**Records for this exercise**

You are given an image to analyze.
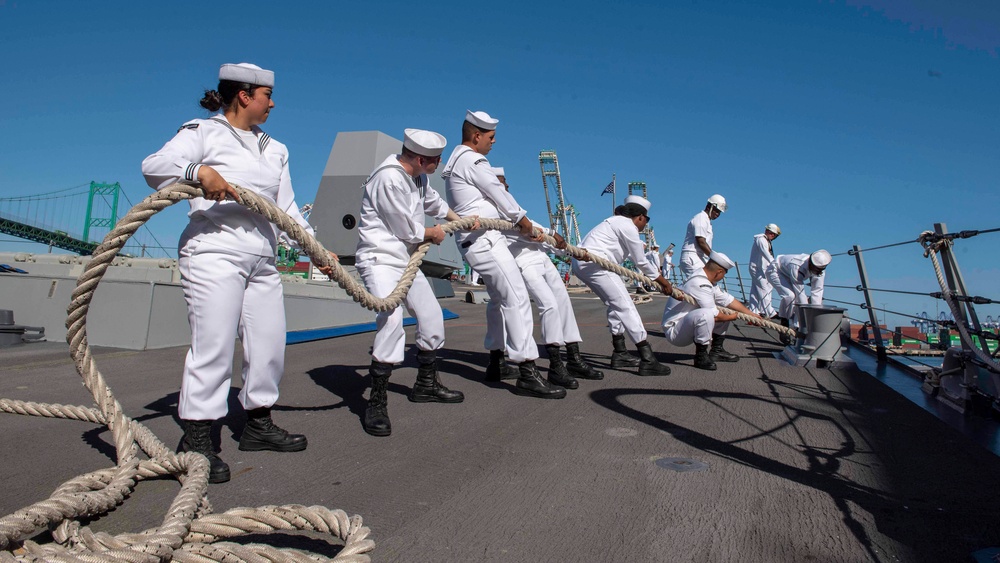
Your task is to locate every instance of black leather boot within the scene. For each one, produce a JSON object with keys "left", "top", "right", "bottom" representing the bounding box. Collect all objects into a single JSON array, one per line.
[
  {"left": 708, "top": 334, "right": 740, "bottom": 362},
  {"left": 240, "top": 407, "right": 307, "bottom": 452},
  {"left": 635, "top": 340, "right": 670, "bottom": 376},
  {"left": 778, "top": 317, "right": 792, "bottom": 346},
  {"left": 514, "top": 360, "right": 566, "bottom": 399},
  {"left": 180, "top": 420, "right": 229, "bottom": 483},
  {"left": 486, "top": 350, "right": 520, "bottom": 381},
  {"left": 694, "top": 342, "right": 718, "bottom": 371},
  {"left": 545, "top": 344, "right": 580, "bottom": 389},
  {"left": 566, "top": 342, "right": 604, "bottom": 379},
  {"left": 611, "top": 334, "right": 639, "bottom": 369},
  {"left": 410, "top": 350, "right": 465, "bottom": 403},
  {"left": 361, "top": 360, "right": 392, "bottom": 436}
]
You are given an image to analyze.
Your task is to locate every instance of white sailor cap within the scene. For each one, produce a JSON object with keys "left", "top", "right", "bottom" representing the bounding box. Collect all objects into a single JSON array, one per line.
[
  {"left": 809, "top": 250, "right": 833, "bottom": 269},
  {"left": 403, "top": 129, "right": 448, "bottom": 156},
  {"left": 219, "top": 63, "right": 274, "bottom": 88},
  {"left": 708, "top": 250, "right": 736, "bottom": 270},
  {"left": 465, "top": 109, "right": 500, "bottom": 131},
  {"left": 625, "top": 195, "right": 653, "bottom": 213}
]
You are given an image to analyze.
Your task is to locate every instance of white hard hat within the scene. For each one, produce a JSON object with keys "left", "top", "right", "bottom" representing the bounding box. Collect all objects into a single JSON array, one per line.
[
  {"left": 809, "top": 250, "right": 833, "bottom": 268},
  {"left": 708, "top": 194, "right": 726, "bottom": 213}
]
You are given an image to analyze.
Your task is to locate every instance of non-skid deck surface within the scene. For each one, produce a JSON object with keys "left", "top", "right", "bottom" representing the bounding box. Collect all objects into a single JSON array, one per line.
[{"left": 0, "top": 292, "right": 1000, "bottom": 562}]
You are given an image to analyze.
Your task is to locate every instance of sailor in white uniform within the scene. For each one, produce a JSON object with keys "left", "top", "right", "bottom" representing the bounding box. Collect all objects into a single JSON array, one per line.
[
  {"left": 573, "top": 195, "right": 673, "bottom": 375},
  {"left": 441, "top": 111, "right": 566, "bottom": 399},
  {"left": 681, "top": 194, "right": 727, "bottom": 279},
  {"left": 767, "top": 250, "right": 833, "bottom": 343},
  {"left": 748, "top": 223, "right": 781, "bottom": 319},
  {"left": 486, "top": 167, "right": 604, "bottom": 389},
  {"left": 663, "top": 251, "right": 757, "bottom": 370},
  {"left": 142, "top": 63, "right": 318, "bottom": 483},
  {"left": 644, "top": 243, "right": 666, "bottom": 290},
  {"left": 355, "top": 129, "right": 465, "bottom": 436}
]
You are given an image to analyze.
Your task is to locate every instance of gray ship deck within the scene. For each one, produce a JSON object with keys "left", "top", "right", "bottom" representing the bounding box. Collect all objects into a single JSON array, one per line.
[{"left": 0, "top": 295, "right": 1000, "bottom": 562}]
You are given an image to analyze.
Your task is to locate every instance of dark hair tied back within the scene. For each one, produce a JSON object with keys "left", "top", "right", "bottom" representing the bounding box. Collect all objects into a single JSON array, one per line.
[
  {"left": 200, "top": 80, "right": 259, "bottom": 111},
  {"left": 199, "top": 90, "right": 222, "bottom": 111}
]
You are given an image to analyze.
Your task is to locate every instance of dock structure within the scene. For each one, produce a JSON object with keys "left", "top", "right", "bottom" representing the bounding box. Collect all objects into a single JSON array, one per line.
[{"left": 0, "top": 294, "right": 1000, "bottom": 562}]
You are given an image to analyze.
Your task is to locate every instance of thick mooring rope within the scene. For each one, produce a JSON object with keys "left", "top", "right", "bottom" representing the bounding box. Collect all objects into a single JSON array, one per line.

**Task to complete**
List every line above that contains the word "leather", copying each one in full.

**Written response**
Your task is to locate every instance of black leather boot within the scene. For each one, produce a JSON object with keys "left", "top", "right", "bottom" representing the bounding box. Collect all objects into a single JSON array, one per line.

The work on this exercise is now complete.